Requirements: Could you substitute "spray paint" for "graffiti" in the rows, starting with the line that contains "Phrase: orange mesh plastic bag" and going on through the line that contains "(1134, 232)", and leave everything else unchanged? Include only those lines, and omit the pictures.

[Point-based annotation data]
________________________________________
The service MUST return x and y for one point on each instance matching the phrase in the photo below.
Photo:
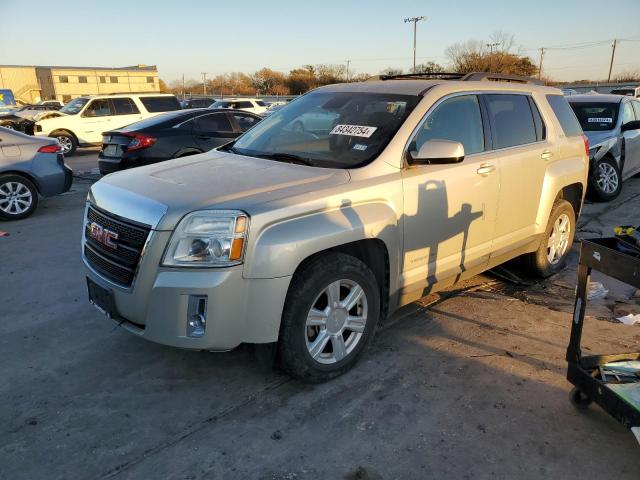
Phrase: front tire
(67, 142)
(330, 315)
(18, 197)
(605, 181)
(556, 243)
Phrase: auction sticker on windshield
(353, 130)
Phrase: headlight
(208, 238)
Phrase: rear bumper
(52, 178)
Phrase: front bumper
(155, 307)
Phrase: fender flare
(281, 247)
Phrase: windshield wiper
(287, 157)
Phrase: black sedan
(171, 135)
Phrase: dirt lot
(466, 384)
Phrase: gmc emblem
(103, 235)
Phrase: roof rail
(468, 77)
(410, 76)
(499, 77)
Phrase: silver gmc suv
(351, 201)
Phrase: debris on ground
(630, 319)
(596, 291)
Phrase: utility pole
(415, 21)
(540, 66)
(491, 45)
(204, 82)
(613, 54)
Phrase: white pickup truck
(80, 123)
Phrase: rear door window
(98, 108)
(457, 119)
(160, 104)
(212, 123)
(565, 115)
(124, 106)
(511, 119)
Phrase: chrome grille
(119, 262)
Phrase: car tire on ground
(605, 180)
(67, 141)
(556, 243)
(330, 315)
(18, 197)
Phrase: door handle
(486, 169)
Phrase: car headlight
(208, 238)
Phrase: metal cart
(612, 257)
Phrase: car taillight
(586, 144)
(139, 141)
(55, 148)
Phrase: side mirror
(632, 125)
(437, 152)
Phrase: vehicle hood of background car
(213, 180)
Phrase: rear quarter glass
(565, 115)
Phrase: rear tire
(67, 141)
(330, 315)
(556, 243)
(605, 181)
(18, 197)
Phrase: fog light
(196, 316)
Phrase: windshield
(330, 129)
(74, 106)
(596, 116)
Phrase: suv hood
(210, 180)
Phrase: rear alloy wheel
(330, 315)
(67, 143)
(605, 181)
(18, 197)
(556, 243)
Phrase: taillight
(586, 144)
(139, 141)
(55, 148)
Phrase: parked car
(197, 102)
(171, 135)
(253, 105)
(309, 239)
(612, 124)
(80, 122)
(628, 91)
(29, 167)
(51, 103)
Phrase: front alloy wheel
(18, 197)
(559, 239)
(605, 181)
(336, 321)
(330, 315)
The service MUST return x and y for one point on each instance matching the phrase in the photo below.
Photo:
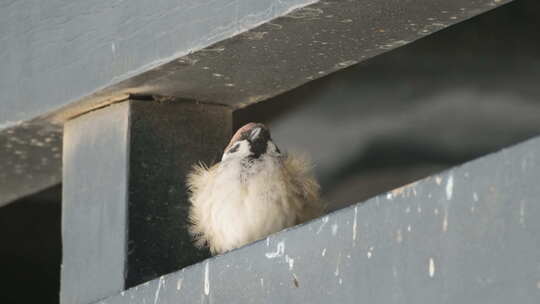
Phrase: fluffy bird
(254, 191)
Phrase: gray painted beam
(468, 235)
(124, 205)
(63, 60)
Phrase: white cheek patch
(255, 133)
(271, 148)
(239, 149)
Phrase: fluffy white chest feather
(247, 205)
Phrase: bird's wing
(304, 187)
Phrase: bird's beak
(250, 131)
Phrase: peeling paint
(354, 225)
(431, 267)
(445, 221)
(449, 187)
(280, 250)
(156, 295)
(334, 229)
(207, 278)
(399, 236)
(324, 221)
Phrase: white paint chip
(354, 225)
(289, 261)
(156, 295)
(449, 187)
(445, 221)
(431, 267)
(280, 250)
(522, 213)
(324, 221)
(179, 284)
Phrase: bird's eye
(234, 148)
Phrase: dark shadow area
(448, 98)
(30, 249)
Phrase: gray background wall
(464, 92)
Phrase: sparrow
(254, 191)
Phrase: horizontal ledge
(466, 235)
(88, 55)
(233, 53)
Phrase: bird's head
(251, 141)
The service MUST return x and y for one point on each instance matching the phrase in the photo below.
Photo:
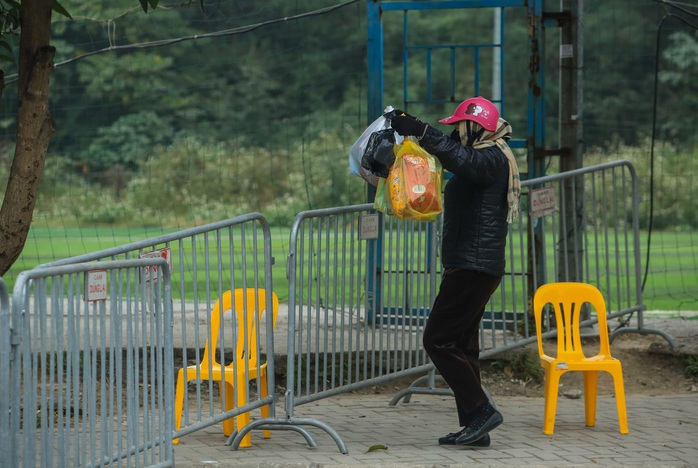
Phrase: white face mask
(469, 131)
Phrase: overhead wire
(222, 33)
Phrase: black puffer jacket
(475, 204)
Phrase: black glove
(407, 126)
(395, 112)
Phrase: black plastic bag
(379, 155)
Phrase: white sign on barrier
(152, 272)
(542, 201)
(96, 285)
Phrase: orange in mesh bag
(415, 183)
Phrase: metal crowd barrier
(87, 380)
(361, 284)
(206, 262)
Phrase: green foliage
(127, 141)
(674, 174)
(692, 366)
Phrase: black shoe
(450, 439)
(487, 419)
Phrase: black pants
(451, 337)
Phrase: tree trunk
(34, 130)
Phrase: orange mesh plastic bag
(415, 183)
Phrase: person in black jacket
(480, 200)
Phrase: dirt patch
(650, 367)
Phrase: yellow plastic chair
(233, 375)
(567, 300)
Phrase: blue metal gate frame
(535, 136)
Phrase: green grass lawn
(672, 284)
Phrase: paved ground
(663, 432)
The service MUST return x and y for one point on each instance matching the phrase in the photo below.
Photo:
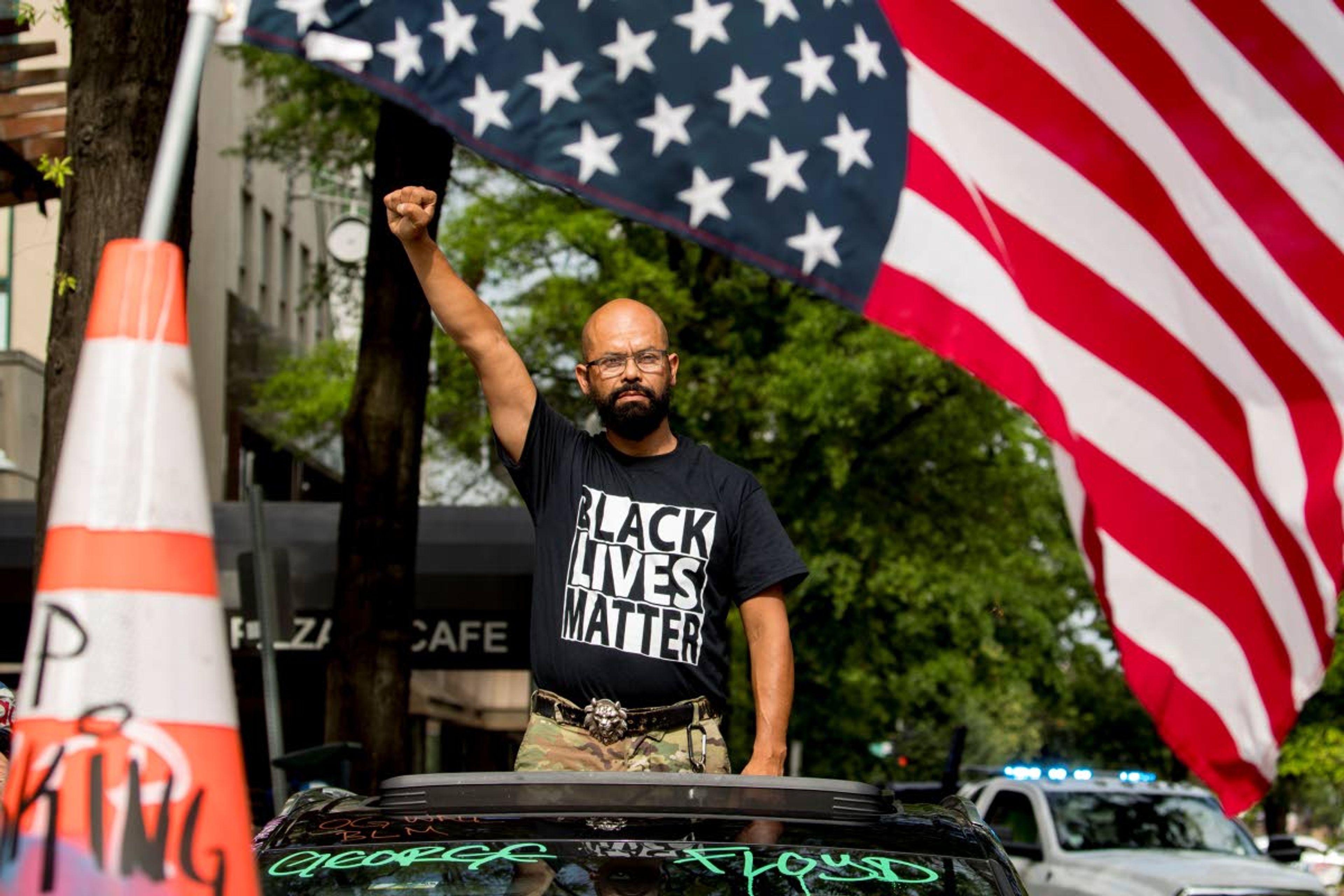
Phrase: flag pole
(202, 19)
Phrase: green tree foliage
(306, 398)
(1311, 766)
(310, 117)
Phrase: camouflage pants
(550, 746)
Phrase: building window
(307, 300)
(287, 288)
(245, 252)
(265, 289)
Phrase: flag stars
(705, 197)
(307, 13)
(866, 56)
(555, 81)
(630, 50)
(848, 146)
(812, 70)
(776, 8)
(487, 108)
(818, 244)
(593, 152)
(781, 170)
(405, 51)
(705, 22)
(667, 124)
(517, 14)
(744, 96)
(456, 31)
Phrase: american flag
(1126, 216)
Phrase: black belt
(608, 721)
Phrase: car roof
(639, 805)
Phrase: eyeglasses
(648, 360)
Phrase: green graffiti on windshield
(862, 868)
(306, 863)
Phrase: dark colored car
(628, 835)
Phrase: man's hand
(409, 211)
(764, 766)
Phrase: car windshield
(623, 868)
(1091, 820)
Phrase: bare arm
(766, 625)
(471, 323)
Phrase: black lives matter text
(636, 577)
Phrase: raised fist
(409, 211)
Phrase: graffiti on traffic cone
(127, 771)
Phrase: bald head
(623, 326)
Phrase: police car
(1074, 832)
(628, 835)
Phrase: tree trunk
(369, 678)
(123, 59)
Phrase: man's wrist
(772, 750)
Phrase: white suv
(1072, 833)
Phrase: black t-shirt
(638, 564)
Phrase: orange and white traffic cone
(127, 771)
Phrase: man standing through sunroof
(644, 542)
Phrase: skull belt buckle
(605, 721)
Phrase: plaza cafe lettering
(432, 636)
(715, 860)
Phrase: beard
(635, 420)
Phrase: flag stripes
(1260, 197)
(1134, 232)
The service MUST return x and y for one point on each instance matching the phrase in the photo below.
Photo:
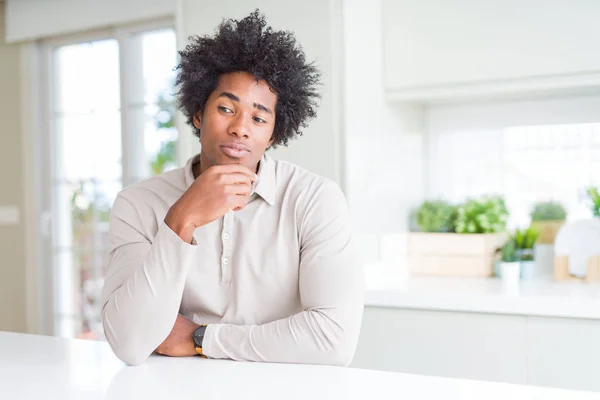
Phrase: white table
(39, 367)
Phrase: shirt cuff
(173, 237)
(209, 347)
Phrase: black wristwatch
(198, 337)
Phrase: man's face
(236, 125)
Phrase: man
(236, 255)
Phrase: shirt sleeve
(332, 294)
(144, 280)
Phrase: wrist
(198, 339)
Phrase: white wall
(442, 43)
(34, 19)
(12, 247)
(384, 143)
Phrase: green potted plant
(436, 216)
(457, 240)
(594, 198)
(547, 218)
(487, 214)
(525, 241)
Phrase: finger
(240, 189)
(237, 168)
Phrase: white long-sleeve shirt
(276, 281)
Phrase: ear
(197, 120)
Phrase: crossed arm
(146, 275)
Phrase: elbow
(342, 354)
(129, 357)
(338, 345)
(125, 346)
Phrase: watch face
(198, 336)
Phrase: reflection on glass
(159, 53)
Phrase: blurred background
(465, 135)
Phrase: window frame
(43, 145)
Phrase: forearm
(316, 336)
(141, 300)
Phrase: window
(111, 123)
(538, 151)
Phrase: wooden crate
(453, 254)
(561, 269)
(548, 230)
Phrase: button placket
(227, 247)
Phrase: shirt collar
(264, 187)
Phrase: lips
(235, 150)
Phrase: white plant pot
(511, 272)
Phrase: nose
(239, 126)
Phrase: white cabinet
(541, 351)
(474, 47)
(564, 353)
(461, 345)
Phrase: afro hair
(249, 45)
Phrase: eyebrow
(233, 97)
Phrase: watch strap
(198, 339)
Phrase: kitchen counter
(540, 297)
(40, 367)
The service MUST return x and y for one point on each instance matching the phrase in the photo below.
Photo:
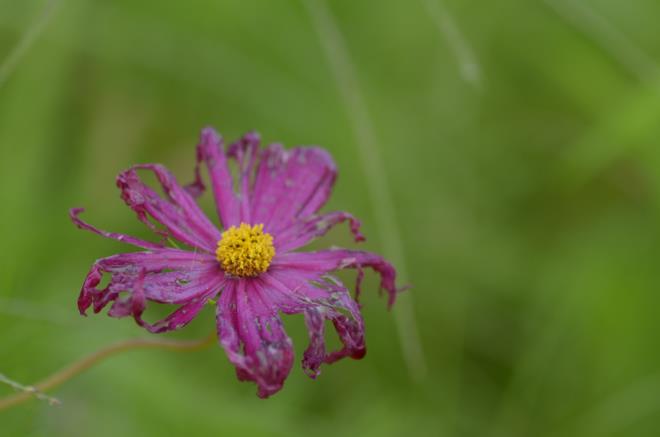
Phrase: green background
(504, 154)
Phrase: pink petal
(166, 276)
(75, 212)
(210, 151)
(252, 335)
(246, 152)
(338, 259)
(290, 185)
(178, 212)
(304, 231)
(183, 315)
(322, 298)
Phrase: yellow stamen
(246, 250)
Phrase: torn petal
(75, 212)
(252, 335)
(165, 276)
(322, 298)
(338, 259)
(305, 231)
(290, 185)
(178, 212)
(210, 150)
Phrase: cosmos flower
(251, 271)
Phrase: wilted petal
(178, 212)
(166, 276)
(75, 212)
(291, 185)
(304, 231)
(321, 297)
(252, 335)
(210, 151)
(338, 259)
(245, 151)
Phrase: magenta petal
(321, 298)
(178, 212)
(252, 335)
(246, 152)
(210, 151)
(338, 259)
(290, 185)
(304, 231)
(166, 276)
(75, 212)
(183, 315)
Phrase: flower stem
(85, 363)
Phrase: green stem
(85, 363)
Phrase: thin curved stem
(85, 363)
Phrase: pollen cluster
(245, 250)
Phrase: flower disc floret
(245, 251)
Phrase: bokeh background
(504, 155)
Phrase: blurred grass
(527, 206)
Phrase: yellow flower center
(245, 250)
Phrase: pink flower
(268, 210)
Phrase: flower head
(267, 210)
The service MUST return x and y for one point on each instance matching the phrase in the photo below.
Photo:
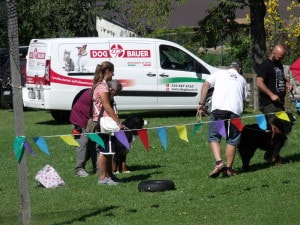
________________________________________
Task response:
Phrase: orange mesh plastic bag
(415, 183)
Phrase: person in black jacket
(480, 200)
Phrase: dirt patch
(650, 367)
Phrase: yellow plastic chair
(233, 375)
(567, 300)
Phrase: blue metal gate frame
(535, 136)
Phrase: green grass lawn
(672, 284)
Phrase: paved ground
(663, 432)
The service MUST return x and y for one point on each instance matching the phrase in the photo below.
Photo:
Phrase: flag pole
(202, 19)
Phrase: green tree foliage
(306, 398)
(1311, 766)
(310, 117)
Phrase: camouflage pants
(550, 746)
Phrase: building window
(307, 300)
(287, 288)
(245, 252)
(265, 289)
Phrase: flag stars
(705, 197)
(307, 13)
(866, 56)
(555, 81)
(630, 50)
(848, 146)
(812, 70)
(776, 8)
(487, 108)
(818, 244)
(593, 152)
(781, 170)
(405, 51)
(705, 22)
(667, 124)
(517, 14)
(744, 96)
(456, 31)
Phrase: american flag
(1126, 216)
Phrase: black belt
(608, 721)
Phrase: car roof
(639, 805)
Phrase: eyeglasses
(648, 360)
Phrase: green spray paint on windshield
(862, 868)
(306, 863)
Phrase: dark colored car
(628, 835)
Phrase: man's hand
(409, 211)
(764, 766)
Phrase: car windshield
(623, 868)
(1091, 820)
Phrase: bare arm
(766, 625)
(471, 323)
Phrase: black lives matter text
(636, 577)
Phrase: raised fist
(409, 211)
Phrase: spray paint on traffic cone
(127, 771)
Phrase: bald head
(623, 326)
Phrase: police car
(1074, 832)
(628, 835)
Phrase: tree trunk
(369, 678)
(123, 59)
Phrase: man's wrist
(772, 750)
Phrase: white suv
(1072, 833)
Phrase: black t-shirt
(638, 564)
Phrase: orange and white traffic cone
(127, 771)
Phrase: man standing through sunroof
(644, 542)
Phrase: skull belt buckle
(605, 721)
Phrase: plaza cafe lettering
(432, 636)
(715, 860)
Phrase: beard
(635, 420)
Phrase: flag stripes
(1260, 197)
(1134, 232)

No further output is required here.